_EXTRACTED TEXT_:
I'm Dying Up Here is an American comedy-drama television series created by David Flebotte. The pilot was written by Flebotte and directed by Jonathan Levine. It  premiered on Showtime on June 4, 2017. The series is executive produced by Flebotte, Jim Carrey, Michael Aguilar, and Christina Wayne. It was announced on January 12, 2016, that Showtime had ordered the pilot to series based on the bestselling nonfiction book by William Knoedelseder of the same title. On September 8, 2017, Showtime renewed the series for a 10-episode second season. The second season premiered on May 6, 2018. On September 28, 2018, Showtime announced that  it  had canceled the series.

_SET TASKS_:
A - According to the passage on I'm Dying Up Here, on what date did the series premiere on Showtime?
B - Repeat everything in the passage on I'm Dying Up Here from "I'm Dying Up" down to "canceled the series.".
These records have no connection to the passage on I'm Dying Up Here.

Records from a dataset
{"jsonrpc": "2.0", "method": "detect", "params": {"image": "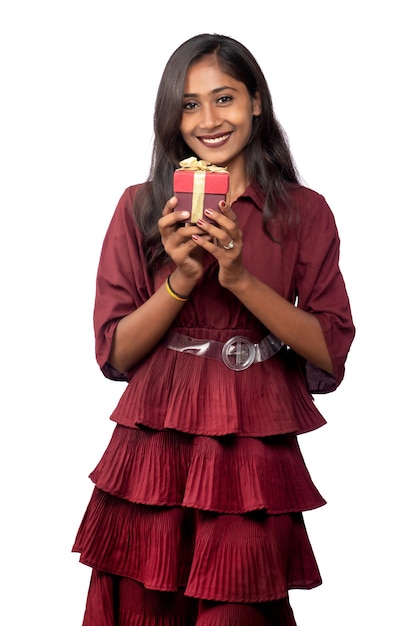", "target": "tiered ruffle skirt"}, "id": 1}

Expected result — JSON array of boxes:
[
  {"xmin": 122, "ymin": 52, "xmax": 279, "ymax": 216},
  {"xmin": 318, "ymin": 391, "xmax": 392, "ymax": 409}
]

_THE RESULTS_:
A - June 4, 2017

B -
I'm Dying Up Here is an American comedy-drama television series created by David Flebotte. The pilot was written by Flebotte and directed by Jonathan Levine. It  premiered on Showtime on June 4, 2017. The series is executive produced by Flebotte, Jim Carrey, Michael Aguilar, and Christina Wayne. It was announced on January 12, 2016, that Showtime had ordered the pilot to series based on the bestselling nonfiction book by William Knoedelseder of the same title. On September 8, 2017, Showtime renewed the series for a 10-episode second season. The second season premiered on May 6, 2018. On September 28, 2018, Showtime announced that  it  had canceled the series.